**WHAT THIS TASK INVOLVES:**
Beginning with the line that contains "Each instance of the potato skin", reproduce the remaining lines of the material exactly, up to and including the last one, but no pictures.

──────── DATA EXTRACT

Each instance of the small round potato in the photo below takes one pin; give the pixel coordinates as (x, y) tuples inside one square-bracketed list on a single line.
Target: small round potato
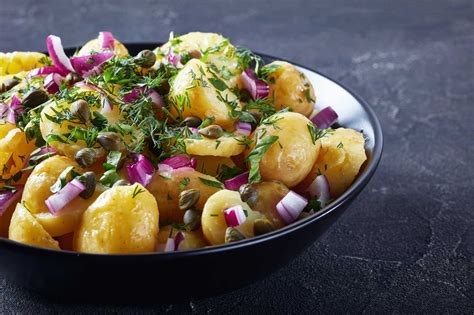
[(167, 189), (213, 221), (25, 229), (290, 88), (122, 220), (291, 157)]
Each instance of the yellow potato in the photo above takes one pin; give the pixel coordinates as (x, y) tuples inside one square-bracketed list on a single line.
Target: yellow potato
[(25, 229), (122, 220), (341, 175), (14, 152), (192, 239), (166, 191), (269, 195), (213, 221), (192, 94), (224, 146), (212, 165), (290, 159), (290, 88)]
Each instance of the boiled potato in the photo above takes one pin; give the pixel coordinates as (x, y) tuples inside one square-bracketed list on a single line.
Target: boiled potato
[(291, 158), (122, 220), (290, 88), (224, 146), (167, 189), (269, 195), (341, 156), (193, 94), (25, 229), (192, 239), (213, 221), (15, 150)]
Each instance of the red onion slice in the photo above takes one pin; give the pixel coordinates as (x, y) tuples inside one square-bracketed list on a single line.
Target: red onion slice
[(57, 54), (234, 216), (257, 88), (106, 40), (140, 171), (59, 200), (237, 181), (321, 189), (325, 118), (8, 197), (291, 206)]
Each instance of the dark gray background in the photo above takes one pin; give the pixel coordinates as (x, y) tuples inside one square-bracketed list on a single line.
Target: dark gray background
[(407, 243)]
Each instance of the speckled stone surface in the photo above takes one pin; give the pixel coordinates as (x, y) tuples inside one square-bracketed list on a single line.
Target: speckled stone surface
[(407, 243)]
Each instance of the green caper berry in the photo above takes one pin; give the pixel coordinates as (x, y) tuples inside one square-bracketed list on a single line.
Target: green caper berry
[(88, 179), (85, 157), (81, 110), (192, 122), (35, 98), (110, 141), (233, 235), (9, 84), (248, 194), (262, 226), (188, 198), (146, 59), (212, 131), (192, 219)]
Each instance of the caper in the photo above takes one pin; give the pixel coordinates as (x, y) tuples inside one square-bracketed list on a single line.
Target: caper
[(81, 110), (35, 98), (188, 198), (110, 141), (262, 226), (88, 179), (212, 131), (192, 219), (146, 59), (7, 85), (248, 194), (85, 157), (192, 122), (233, 235), (121, 182)]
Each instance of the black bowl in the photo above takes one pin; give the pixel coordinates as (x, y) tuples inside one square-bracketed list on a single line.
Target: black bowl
[(197, 273)]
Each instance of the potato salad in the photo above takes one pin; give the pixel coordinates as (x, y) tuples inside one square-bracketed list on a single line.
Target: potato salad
[(193, 144)]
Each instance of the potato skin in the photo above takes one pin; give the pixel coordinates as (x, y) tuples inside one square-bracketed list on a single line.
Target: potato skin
[(213, 221), (120, 221), (292, 157), (289, 88), (166, 191), (25, 229), (340, 163)]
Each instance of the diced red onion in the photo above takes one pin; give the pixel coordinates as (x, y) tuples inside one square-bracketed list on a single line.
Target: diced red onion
[(237, 181), (325, 118), (140, 171), (8, 197), (179, 161), (57, 54), (291, 206), (234, 216), (321, 189), (243, 128), (89, 65), (107, 40), (52, 82), (59, 200), (257, 88)]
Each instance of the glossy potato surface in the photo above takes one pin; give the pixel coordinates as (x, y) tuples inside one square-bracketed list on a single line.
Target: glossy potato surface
[(122, 220)]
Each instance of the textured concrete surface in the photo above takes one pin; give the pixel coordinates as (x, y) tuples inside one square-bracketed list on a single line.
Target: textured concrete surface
[(407, 243)]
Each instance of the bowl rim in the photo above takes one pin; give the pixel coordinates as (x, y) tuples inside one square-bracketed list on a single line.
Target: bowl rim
[(360, 182)]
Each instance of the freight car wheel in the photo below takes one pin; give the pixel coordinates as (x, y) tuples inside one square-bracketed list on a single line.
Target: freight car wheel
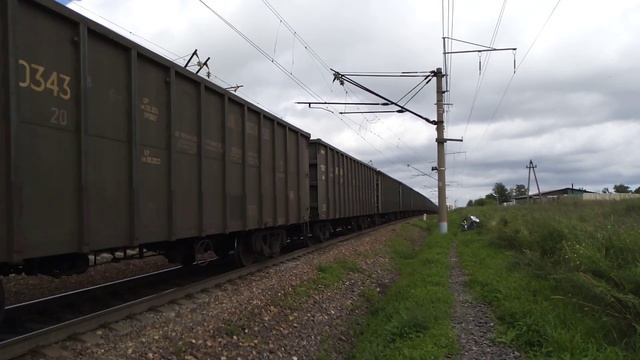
[(244, 252)]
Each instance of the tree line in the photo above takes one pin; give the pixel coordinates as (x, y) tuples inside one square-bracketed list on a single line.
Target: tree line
[(501, 194)]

────────────────

**COMPLETED EXERCISE:**
Each instance of the potato skin in the photo above takes one pin; give the pixel coordinates as (x, y) tuples inside one square-bracketed list on a single line.
Target: potato skin
[(213, 221), (120, 221), (292, 157), (289, 88), (166, 191), (25, 229), (340, 163)]
Each instance of the diced red onion in the photo above takes one pin; give the pixel coordinates as (x, y) tuples inside one square-bracketed list on a single line.
Target: diced red onion
[(237, 181), (325, 118), (140, 171), (8, 197), (179, 161), (57, 54), (291, 206), (234, 216), (321, 189), (243, 128), (89, 65), (107, 40), (52, 82), (59, 200), (257, 88)]
Each instance of the glossy potato surface in the photo above takes one pin; give the pixel coordinates as (x, y) tuples inside one square-bracketed list on a single line.
Target: glossy potato surface
[(122, 220)]
Each instance of the textured concrete surface in the photo above takes one pin; give the pixel coordinates as (x, y) tuples inside one square-bracketed list on a single line.
Target: textured concrete surface
[(407, 243)]
Each instance of the bowl rim in the photo above takes one pin; give the pixel coordinates as (x, y) tuples inside one square-bracketed list on a single line.
Target: bowl rim
[(360, 182)]
Each instance of the freight car wheel in the photo below takes one pin; give the pixel coordinates as (x, y) tuples inside one square-bracketed list on a single line.
Target: freight car wheel
[(244, 252)]
Each instance of the tree line in the photo above takes one pin; give the pixel coordinates as (x, y) tuples inside one square-bracketed list on a single line.
Target: tree line
[(501, 194)]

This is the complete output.